Coordinate annotation entries:

* begin *

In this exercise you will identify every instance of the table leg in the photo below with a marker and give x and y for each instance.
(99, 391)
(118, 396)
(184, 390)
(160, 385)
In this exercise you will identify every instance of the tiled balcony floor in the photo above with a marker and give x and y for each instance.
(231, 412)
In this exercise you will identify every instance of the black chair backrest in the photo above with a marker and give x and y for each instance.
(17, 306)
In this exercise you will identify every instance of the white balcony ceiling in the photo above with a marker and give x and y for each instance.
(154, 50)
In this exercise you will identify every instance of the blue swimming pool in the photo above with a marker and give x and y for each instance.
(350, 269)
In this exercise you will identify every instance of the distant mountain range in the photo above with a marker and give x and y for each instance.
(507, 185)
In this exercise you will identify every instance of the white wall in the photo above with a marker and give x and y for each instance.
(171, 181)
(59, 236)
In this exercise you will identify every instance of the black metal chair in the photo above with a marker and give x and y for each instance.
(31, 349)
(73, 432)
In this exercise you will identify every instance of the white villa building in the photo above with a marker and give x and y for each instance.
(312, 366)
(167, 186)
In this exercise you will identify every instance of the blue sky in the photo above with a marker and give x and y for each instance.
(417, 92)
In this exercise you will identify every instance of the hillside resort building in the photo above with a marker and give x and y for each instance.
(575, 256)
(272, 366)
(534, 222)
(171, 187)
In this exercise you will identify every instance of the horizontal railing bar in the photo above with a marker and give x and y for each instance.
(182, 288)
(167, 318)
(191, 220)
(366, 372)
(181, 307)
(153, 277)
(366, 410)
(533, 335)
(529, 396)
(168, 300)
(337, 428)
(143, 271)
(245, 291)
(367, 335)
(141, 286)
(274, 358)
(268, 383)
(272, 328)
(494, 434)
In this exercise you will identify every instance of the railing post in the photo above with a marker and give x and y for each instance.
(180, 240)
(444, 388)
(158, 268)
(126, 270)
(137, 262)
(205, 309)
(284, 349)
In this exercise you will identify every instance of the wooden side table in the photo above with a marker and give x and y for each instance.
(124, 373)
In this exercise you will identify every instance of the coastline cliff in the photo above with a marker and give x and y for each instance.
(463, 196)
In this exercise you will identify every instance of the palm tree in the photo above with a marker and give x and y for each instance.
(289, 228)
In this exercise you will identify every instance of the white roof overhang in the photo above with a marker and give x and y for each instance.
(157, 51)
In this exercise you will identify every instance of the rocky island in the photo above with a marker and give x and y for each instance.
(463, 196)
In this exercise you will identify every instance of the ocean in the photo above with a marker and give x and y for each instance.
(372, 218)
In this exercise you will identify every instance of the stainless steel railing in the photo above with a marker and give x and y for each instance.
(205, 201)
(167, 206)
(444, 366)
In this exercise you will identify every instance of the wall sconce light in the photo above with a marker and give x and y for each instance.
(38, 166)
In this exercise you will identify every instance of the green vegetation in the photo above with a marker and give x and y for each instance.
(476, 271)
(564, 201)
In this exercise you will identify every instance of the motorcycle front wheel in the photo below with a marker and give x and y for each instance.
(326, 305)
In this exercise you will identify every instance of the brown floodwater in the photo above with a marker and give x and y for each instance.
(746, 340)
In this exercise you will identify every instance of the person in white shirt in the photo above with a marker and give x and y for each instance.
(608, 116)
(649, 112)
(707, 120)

* end *

Could you lay out all of the data above as a numbered list, skipping any blank lines?

1. In this exercise you will identify every instance of the table leg in the photo below with a marker and give x and y for each instance.
2. (99, 391)
3. (118, 396)
4. (184, 390)
5. (160, 385)
6. In this exercise you will identify every instance of the tiled balcony floor in the photo above with a marker and give x and y for each instance.
7. (231, 412)
8. In this exercise you will identify every instance of the black chair backrest in the photo above with a marker and give x and y for each instance.
9. (17, 306)
10. In this exercise you will identify every instance of the white balcony ceiling in the photo above with a marker and give x and y for each instance.
11. (154, 50)
12. In this exercise you will identify every instance of the blue swimming pool in the photo above with a marker and give x and y for each instance.
13. (350, 269)
14. In this exercise you will identify every instance of the distant mountain range in the photo above with a marker and give x and y for each instance.
15. (507, 185)
16. In this exercise you will identify every instance of the white wall in the photo above with a marker and give x and y for each instance.
17. (171, 181)
18. (59, 236)
19. In this exercise you will identify every instance of the black metal chair in the photo above with a marker and give x and y for each instance.
20. (31, 349)
21. (73, 432)
22. In this exercise you will identify every instance of the white villa building in the photo above with a marker and give x and y for each instance.
23. (312, 366)
24. (167, 186)
25. In this exercise you will identify every instance of the blue sky in the photo above with a marker and give x and y for each instance.
26. (417, 92)
27. In this exercise you will identify every instance of the hillside resort building in the photo above with a marker and give x and y for each instance.
28. (575, 256)
29. (272, 366)
30. (534, 222)
31. (171, 187)
32. In this exercise you will identify every instance of the horizontal railing bar in the photo above with a marker and give x and y for each instance.
33. (182, 288)
34. (167, 318)
35. (191, 220)
36. (366, 372)
37. (181, 307)
38. (153, 277)
39. (366, 410)
40. (533, 335)
41. (529, 396)
42. (168, 300)
43. (337, 428)
44. (143, 271)
45. (245, 291)
46. (367, 335)
47. (141, 286)
48. (274, 358)
49. (268, 383)
50. (272, 328)
51. (494, 434)
52. In this exercise you will identify every instance of the railing post in the photo above with a marker and give x and y for each instance.
53. (180, 240)
54. (444, 388)
55. (158, 268)
56. (126, 270)
57. (137, 262)
58. (205, 309)
59. (284, 349)
60. In this exercise you will identify every instance of the wooden side table in the photo above with a marker and give x and y for each instance.
61. (124, 373)
62. In this exercise you will identify every instance of the coastline cliff in the photo above with a marker and give x and y for each instance.
63. (463, 196)
64. In this exercise you will identify every instance of the palm tree in the photo above with a marker and give x and y for each instance.
65. (289, 228)
66. In this exercise you will identify every instance of the white roof overhang in the photo above with a marker and give x and y for each instance.
67. (157, 51)
68. In this exercise you will identify every instance of the rocky island in the photo above with a marker and give x and y for each instance.
69. (463, 196)
70. In this exercise you will identify every instance of the ocean in the photo above with a marker and give x and y for each instance.
71. (372, 218)
72. In this exercise you will identify every instance of the stainless steel railing in the photo above with a marker and give x and y for each instance.
73. (205, 201)
74. (167, 206)
75. (444, 366)
76. In this exercise you will identify every instance of the wall sconce light in the photo above with a marker and give x and y for each instance.
77. (38, 166)
78. In this exercise you will identify every instance of the green vegetation in the photo above with a marker and give x and y for each instance.
79. (476, 271)
80. (564, 201)
81. In this exercise you will identify every instance of the motorcycle front wheel in the photo below with a marker and give x and y for each instance.
82. (326, 305)
83. In this exercise you will identify every instance of the brown floodwater in the photo above with a marker and give x and y for each instance.
84. (746, 340)
85. In this exercise you will identify every instance of the person in white shirt in the photo above with a marker and give x and y for each instance.
86. (608, 116)
87. (649, 112)
88. (707, 120)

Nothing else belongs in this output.